▶ _PROBLEM DESCRIPTION_:
Would you set down the data that follows, word for word, without any pictures?
[DATA EXTRACT Boundary: Start]
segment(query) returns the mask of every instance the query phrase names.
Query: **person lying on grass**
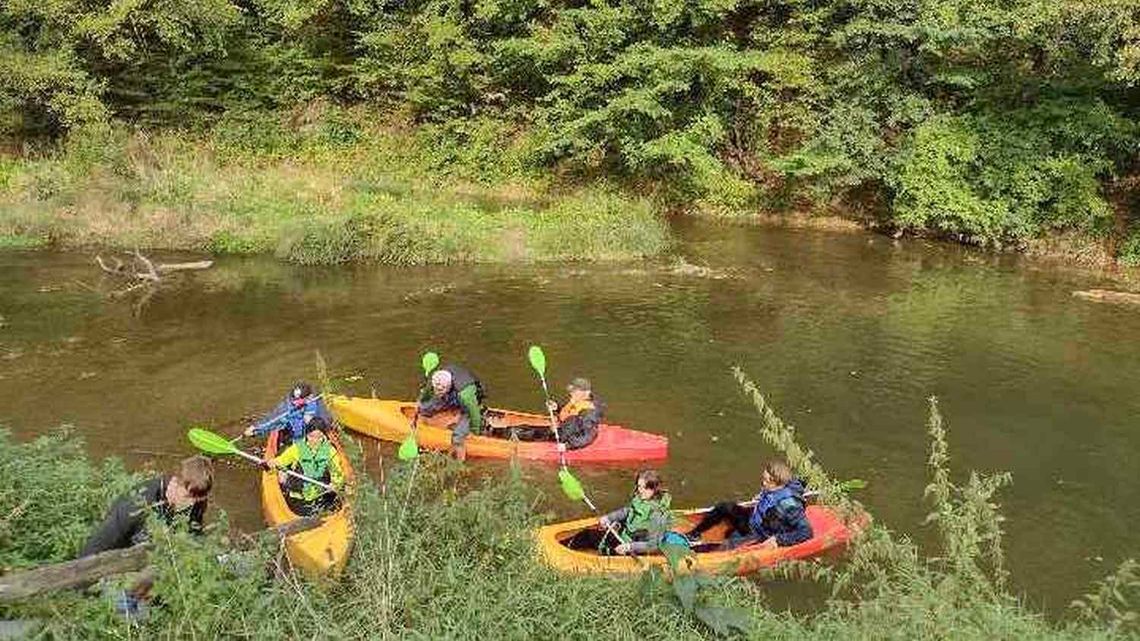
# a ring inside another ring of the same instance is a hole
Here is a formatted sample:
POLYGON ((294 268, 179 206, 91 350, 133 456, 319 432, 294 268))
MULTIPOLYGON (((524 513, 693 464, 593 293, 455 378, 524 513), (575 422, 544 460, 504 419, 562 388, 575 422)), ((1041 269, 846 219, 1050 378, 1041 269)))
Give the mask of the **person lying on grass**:
POLYGON ((328 426, 320 417, 314 417, 308 423, 308 431, 304 438, 294 442, 276 458, 267 461, 269 467, 282 470, 293 468, 305 476, 331 485, 333 490, 326 490, 316 483, 302 481, 301 479, 278 473, 278 481, 285 492, 285 500, 294 514, 308 516, 322 510, 331 509, 336 505, 336 493, 344 487, 344 469, 340 464, 336 448, 329 441, 325 431, 328 426))
POLYGON ((602 539, 602 552, 614 554, 647 554, 661 545, 661 540, 673 525, 669 511, 671 497, 661 482, 657 470, 642 470, 637 474, 637 487, 629 505, 620 507, 598 519, 603 528, 611 525, 623 535, 624 541, 614 545, 613 535, 602 539))
POLYGON ((190 531, 200 533, 206 499, 213 484, 214 467, 210 459, 204 456, 184 459, 175 474, 156 476, 117 498, 79 556, 127 548, 149 540, 147 508, 167 525, 174 525, 176 517, 185 515, 190 531))
POLYGON ((701 535, 710 528, 728 522, 731 539, 726 537, 726 545, 729 547, 756 541, 772 548, 803 543, 812 537, 803 494, 803 481, 793 477, 787 463, 779 459, 768 461, 760 474, 760 494, 756 496, 755 505, 749 507, 734 501, 717 503, 687 536, 696 546, 701 543, 701 535))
[DATA EXTRACT Boundary: End]
▶ _SOLUTION FOR THIS PROBLEM_:
segment(query) returns the mask of every instance the query phrase names.
Query: **person lying on grass**
# a ring inside another ring of the same instance is a hole
Here is a formatted sample:
POLYGON ((294 268, 179 206, 91 350, 133 456, 319 432, 294 268))
MULTIPOLYGON (((524 513, 693 464, 593 293, 455 378, 524 513), (575 422, 544 460, 504 419, 562 388, 575 422)), ((1041 269, 846 219, 1050 378, 1041 269)))
Give the mask of the **person lying on grass**:
POLYGON ((328 426, 320 417, 314 417, 308 423, 308 431, 304 438, 294 442, 276 458, 267 461, 269 467, 282 470, 293 468, 305 476, 331 485, 333 490, 326 490, 316 483, 302 481, 301 479, 278 473, 278 481, 285 492, 285 500, 294 514, 308 516, 322 510, 331 509, 336 505, 336 493, 344 487, 344 469, 340 464, 336 448, 329 441, 325 431, 328 426))
POLYGON ((602 539, 602 552, 614 554, 647 554, 661 545, 661 540, 673 525, 669 511, 671 497, 661 482, 657 470, 642 470, 637 474, 637 487, 629 505, 620 507, 598 519, 603 528, 611 525, 623 535, 624 541, 614 545, 613 535, 602 539))
POLYGON ((190 531, 200 533, 206 499, 213 484, 214 467, 210 459, 204 456, 184 459, 175 474, 156 476, 117 498, 79 556, 127 548, 149 540, 147 508, 167 525, 174 525, 176 517, 185 515, 190 531))
POLYGON ((701 535, 710 528, 728 522, 731 539, 726 537, 726 545, 729 547, 756 541, 772 548, 803 543, 812 537, 803 494, 803 481, 793 477, 787 463, 779 459, 768 461, 760 474, 760 494, 756 496, 755 505, 749 507, 734 501, 717 503, 687 536, 696 546, 701 543, 701 535))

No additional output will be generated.